Records excerpted from a collection
------------------------------------

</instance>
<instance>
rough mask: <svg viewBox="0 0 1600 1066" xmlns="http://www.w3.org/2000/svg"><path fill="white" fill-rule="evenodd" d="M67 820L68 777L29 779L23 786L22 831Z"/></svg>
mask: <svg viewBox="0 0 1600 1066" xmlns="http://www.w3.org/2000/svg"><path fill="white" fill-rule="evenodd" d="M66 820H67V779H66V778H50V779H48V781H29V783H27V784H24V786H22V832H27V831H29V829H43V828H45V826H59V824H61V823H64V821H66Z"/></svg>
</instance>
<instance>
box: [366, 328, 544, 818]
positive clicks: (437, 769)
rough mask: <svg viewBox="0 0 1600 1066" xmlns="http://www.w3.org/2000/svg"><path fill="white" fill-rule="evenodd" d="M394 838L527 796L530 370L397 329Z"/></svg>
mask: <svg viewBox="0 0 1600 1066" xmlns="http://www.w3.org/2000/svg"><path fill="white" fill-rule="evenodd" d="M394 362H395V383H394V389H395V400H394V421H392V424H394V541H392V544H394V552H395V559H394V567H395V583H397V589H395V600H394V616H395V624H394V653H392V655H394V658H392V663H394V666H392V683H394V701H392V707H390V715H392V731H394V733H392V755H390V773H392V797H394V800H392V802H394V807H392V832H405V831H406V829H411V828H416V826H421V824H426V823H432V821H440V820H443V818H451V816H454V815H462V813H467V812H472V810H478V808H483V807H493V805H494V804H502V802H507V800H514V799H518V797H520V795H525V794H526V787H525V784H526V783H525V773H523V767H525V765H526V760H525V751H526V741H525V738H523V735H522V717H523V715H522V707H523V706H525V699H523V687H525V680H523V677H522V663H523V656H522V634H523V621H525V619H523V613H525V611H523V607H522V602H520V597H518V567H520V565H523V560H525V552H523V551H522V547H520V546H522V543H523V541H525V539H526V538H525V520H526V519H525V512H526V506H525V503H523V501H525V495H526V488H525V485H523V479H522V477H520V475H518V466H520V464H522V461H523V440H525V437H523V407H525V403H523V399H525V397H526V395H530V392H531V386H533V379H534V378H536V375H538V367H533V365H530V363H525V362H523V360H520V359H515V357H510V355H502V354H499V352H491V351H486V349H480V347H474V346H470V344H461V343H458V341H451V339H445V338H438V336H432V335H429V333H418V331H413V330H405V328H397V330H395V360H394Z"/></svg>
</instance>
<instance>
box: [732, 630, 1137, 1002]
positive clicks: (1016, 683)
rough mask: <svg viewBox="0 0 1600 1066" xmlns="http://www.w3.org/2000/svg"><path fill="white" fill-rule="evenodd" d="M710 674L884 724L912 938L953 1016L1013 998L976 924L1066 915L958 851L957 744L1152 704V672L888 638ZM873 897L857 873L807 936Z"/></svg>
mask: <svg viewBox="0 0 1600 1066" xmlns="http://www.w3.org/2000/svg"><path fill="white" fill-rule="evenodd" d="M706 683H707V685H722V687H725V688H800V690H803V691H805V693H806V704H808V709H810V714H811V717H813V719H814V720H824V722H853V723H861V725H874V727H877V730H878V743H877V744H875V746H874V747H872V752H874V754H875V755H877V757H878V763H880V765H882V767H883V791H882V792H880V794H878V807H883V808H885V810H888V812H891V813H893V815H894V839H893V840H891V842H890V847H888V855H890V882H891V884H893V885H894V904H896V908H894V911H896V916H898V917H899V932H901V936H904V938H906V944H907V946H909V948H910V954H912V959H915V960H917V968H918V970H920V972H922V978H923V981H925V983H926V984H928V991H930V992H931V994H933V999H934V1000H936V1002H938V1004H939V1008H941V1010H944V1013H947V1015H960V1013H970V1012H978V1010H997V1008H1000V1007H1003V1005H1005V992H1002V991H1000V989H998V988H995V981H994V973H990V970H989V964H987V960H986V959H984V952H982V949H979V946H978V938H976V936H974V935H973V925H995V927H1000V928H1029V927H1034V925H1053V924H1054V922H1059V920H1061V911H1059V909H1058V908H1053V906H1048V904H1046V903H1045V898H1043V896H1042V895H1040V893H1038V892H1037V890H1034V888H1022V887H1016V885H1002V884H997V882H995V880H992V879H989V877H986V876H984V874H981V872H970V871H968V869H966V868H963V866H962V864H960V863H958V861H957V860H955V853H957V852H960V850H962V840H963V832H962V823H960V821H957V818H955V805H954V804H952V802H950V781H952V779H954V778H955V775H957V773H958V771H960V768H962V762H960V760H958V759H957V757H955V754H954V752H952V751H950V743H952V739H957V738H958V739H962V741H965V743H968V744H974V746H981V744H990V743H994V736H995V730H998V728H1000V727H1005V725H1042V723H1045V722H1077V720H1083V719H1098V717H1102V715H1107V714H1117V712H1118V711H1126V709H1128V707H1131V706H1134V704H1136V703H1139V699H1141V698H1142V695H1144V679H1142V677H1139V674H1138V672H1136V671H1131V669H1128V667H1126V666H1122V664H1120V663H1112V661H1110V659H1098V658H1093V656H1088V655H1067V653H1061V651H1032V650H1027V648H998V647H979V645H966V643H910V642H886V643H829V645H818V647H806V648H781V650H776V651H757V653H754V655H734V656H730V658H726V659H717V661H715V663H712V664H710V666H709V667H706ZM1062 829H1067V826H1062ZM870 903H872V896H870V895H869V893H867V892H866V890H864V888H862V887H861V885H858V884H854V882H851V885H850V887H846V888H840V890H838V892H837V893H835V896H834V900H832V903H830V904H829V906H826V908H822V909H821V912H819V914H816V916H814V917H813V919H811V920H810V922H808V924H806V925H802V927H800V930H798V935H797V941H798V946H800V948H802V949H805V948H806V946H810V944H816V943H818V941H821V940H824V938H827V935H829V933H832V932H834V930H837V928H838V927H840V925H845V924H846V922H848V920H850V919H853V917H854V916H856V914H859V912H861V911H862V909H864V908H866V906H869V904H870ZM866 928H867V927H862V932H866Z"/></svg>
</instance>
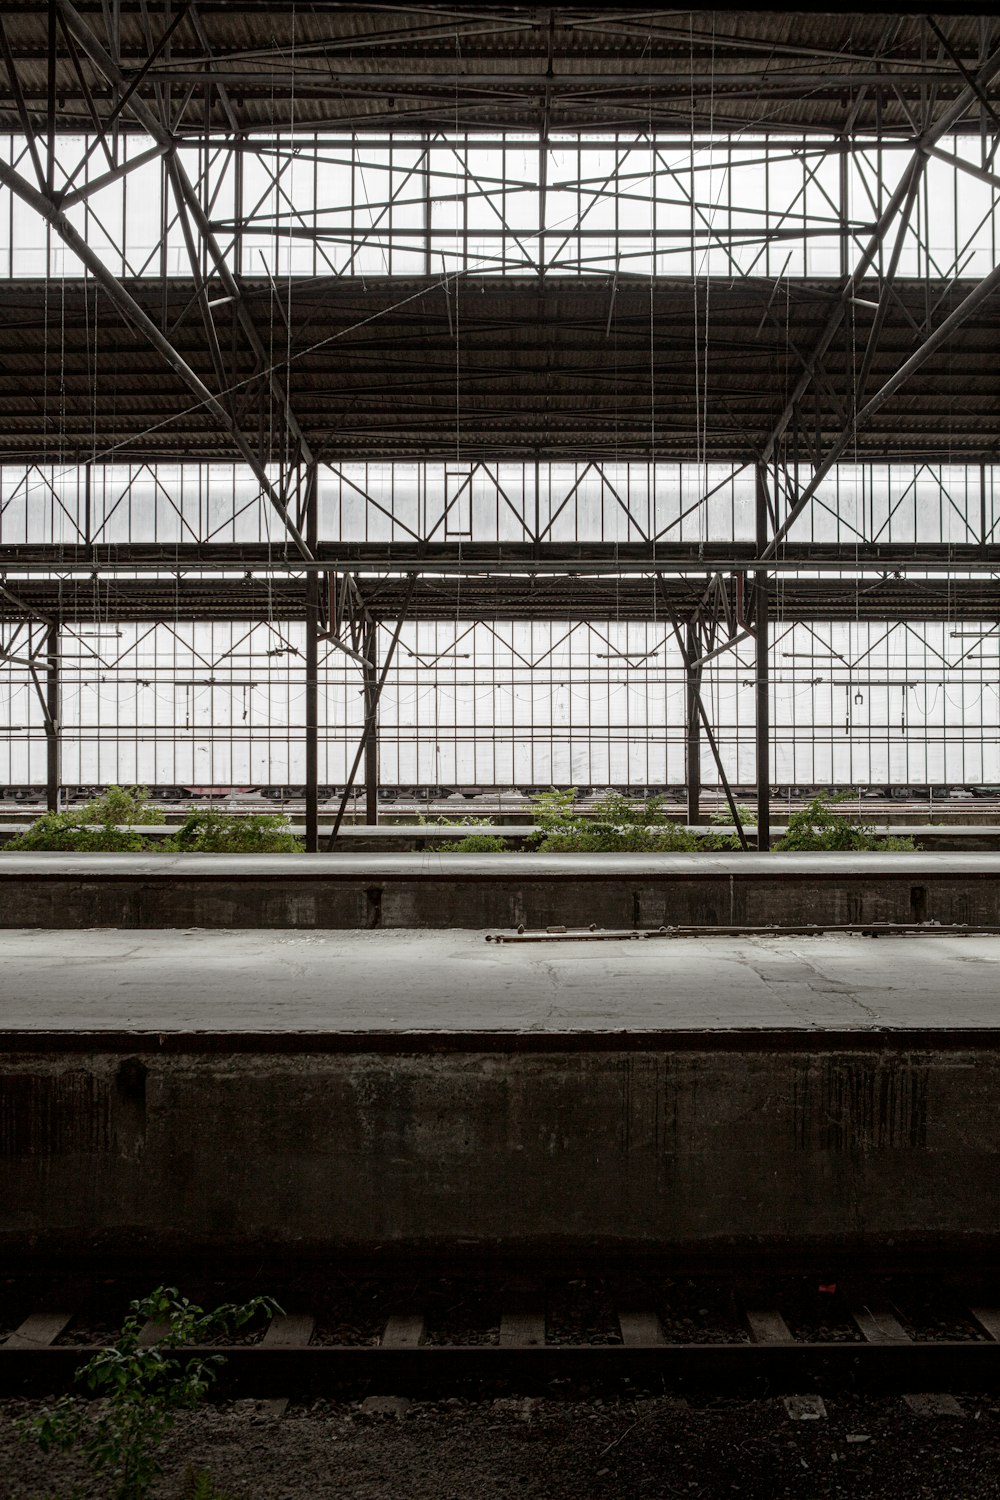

------------------------------------

◆ Task prompt: Can you copy out every line of the listing above character for character, leaving out the picture?

◆ Written answer:
</instance>
<instance>
rough mask: <svg viewBox="0 0 1600 1066" xmlns="http://www.w3.org/2000/svg"><path fill="white" fill-rule="evenodd" d="M67 820L68 777L29 779L23 786L22 831Z"/></svg>
mask: <svg viewBox="0 0 1600 1066" xmlns="http://www.w3.org/2000/svg"><path fill="white" fill-rule="evenodd" d="M66 820H67V779H66V778H50V779H48V781H29V783H27V784H24V786H22V832H27V831H29V829H43V828H45V826H59V824H61V823H64V821H66Z"/></svg>
</instance>
<instance>
box: [366, 328, 544, 818]
positive clicks: (437, 769)
rough mask: <svg viewBox="0 0 1600 1066" xmlns="http://www.w3.org/2000/svg"><path fill="white" fill-rule="evenodd" d="M394 838L527 796L530 370L397 329Z"/></svg>
mask: <svg viewBox="0 0 1600 1066" xmlns="http://www.w3.org/2000/svg"><path fill="white" fill-rule="evenodd" d="M394 362H395V383H394V389H395V400H394V421H392V424H394V541H392V544H394V552H395V559H394V567H395V583H397V589H395V600H394V616H395V624H394V653H392V655H394V658H392V663H394V666H392V683H394V701H392V707H390V715H392V731H394V733H392V755H390V773H392V797H394V800H392V802H394V807H392V832H405V831H406V829H411V828H416V826H421V824H426V823H432V821H440V820H443V818H451V816H454V815H462V813H467V812H472V810H478V808H483V807H493V805H494V804H502V802H507V800H514V799H518V797H520V795H525V794H526V787H525V784H526V783H525V773H523V767H525V765H526V760H525V751H526V741H525V738H523V735H522V717H523V715H522V707H523V706H525V699H523V687H525V680H523V677H522V663H523V656H522V634H523V621H525V619H523V613H525V611H523V607H522V602H520V597H518V567H520V565H523V560H525V552H523V551H522V547H520V546H522V543H523V541H525V539H526V538H525V520H526V519H525V512H526V506H525V503H523V501H525V495H526V488H525V485H523V479H522V477H520V475H518V466H520V464H522V461H523V440H525V437H523V407H525V403H523V399H525V397H526V395H530V392H531V386H533V379H534V378H536V375H538V367H533V365H530V363H525V362H523V360H520V359H515V357H510V355H502V354H499V352H491V351H486V349H480V347H474V346H470V344H461V343H458V341H451V339H445V338H438V336H432V335H429V333H418V331H413V330H405V328H397V330H395V360H394Z"/></svg>
</instance>
<instance>
box: [732, 630, 1137, 1002]
positive clicks: (1016, 683)
rough mask: <svg viewBox="0 0 1600 1066" xmlns="http://www.w3.org/2000/svg"><path fill="white" fill-rule="evenodd" d="M710 674L884 724L912 938L953 1016L1013 998L976 924L1066 915L958 851L957 744L1152 704V672L888 638ZM873 897L857 873L807 936Z"/></svg>
mask: <svg viewBox="0 0 1600 1066" xmlns="http://www.w3.org/2000/svg"><path fill="white" fill-rule="evenodd" d="M706 683H707V685H722V687H725V688H800V690H803V691H805V693H806V704H808V709H810V714H811V717H813V719H814V720H824V722H853V723H861V725H874V727H877V730H878V743H877V744H875V746H874V747H872V752H874V754H875V755H877V757H878V763H880V765H882V767H883V791H882V792H880V794H878V807H883V808H885V810H888V812H891V813H893V815H894V839H893V840H891V842H890V847H888V855H890V882H891V884H893V885H894V904H896V908H894V911H896V916H898V917H899V932H901V936H904V938H906V944H907V946H909V948H910V954H912V959H915V960H917V968H918V970H920V972H922V978H923V981H925V983H926V984H928V991H930V992H931V994H933V999H934V1000H936V1002H938V1004H939V1008H941V1010H944V1013H947V1015H960V1013H970V1012H978V1010H997V1008H1000V1007H1003V1005H1005V992H1002V991H1000V989H998V988H995V981H994V973H990V970H989V964H987V960H986V959H984V952H982V949H979V946H978V938H976V936H974V935H973V925H995V927H1000V928H1029V927H1034V925H1053V924H1054V922H1059V920H1061V911H1059V909H1058V908H1053V906H1048V904H1046V903H1045V898H1043V896H1042V895H1040V893H1038V892H1037V890H1034V888H1022V887H1016V885H1002V884H997V882H995V880H992V879H989V877H986V876H984V874H981V872H970V871H968V869H966V868H963V866H962V864H960V863H958V861H957V860H955V853H957V852H960V850H962V840H963V832H962V823H960V821H957V818H955V805H954V804H952V802H950V781H952V779H954V778H955V775H957V773H958V771H960V768H962V762H960V760H958V759H957V757H955V754H954V752H952V751H950V743H952V739H957V738H958V739H962V741H965V743H968V744H974V746H981V744H990V743H994V736H995V730H998V728H1000V727H1005V725H1042V723H1045V722H1077V720H1083V719H1098V717H1102V715H1107V714H1117V712H1118V711H1126V709H1128V707H1131V706H1134V704H1136V703H1139V699H1141V698H1142V695H1144V679H1142V677H1139V674H1138V672H1136V671H1131V669H1128V667H1126V666H1122V664H1120V663H1112V661H1110V659H1098V658H1093V656H1088V655H1067V653H1061V651H1032V650H1027V648H998V647H979V645H966V643H910V642H886V643H829V645H818V647H806V648H781V650H776V651H757V653H754V655H734V656H730V658H726V659H717V661H715V663H712V664H710V666H709V667H706ZM1062 829H1067V826H1062ZM870 903H872V896H870V895H869V893H867V892H866V890H864V888H862V887H861V885H858V884H854V882H851V885H850V887H846V888H840V890H838V892H837V893H835V896H834V900H832V903H830V904H829V906H826V908H822V909H821V912H819V914H816V916H814V917H813V919H811V920H810V922H808V924H806V925H802V927H800V930H798V935H797V941H798V946H800V948H802V949H805V948H806V946H810V944H816V943H818V941H821V940H824V938H827V935H829V933H832V932H834V930H837V928H838V927H840V925H845V924H846V922H848V920H850V919H853V917H854V916H856V914H859V912H861V911H862V909H864V908H866V906H869V904H870ZM866 928H867V927H862V932H866Z"/></svg>
</instance>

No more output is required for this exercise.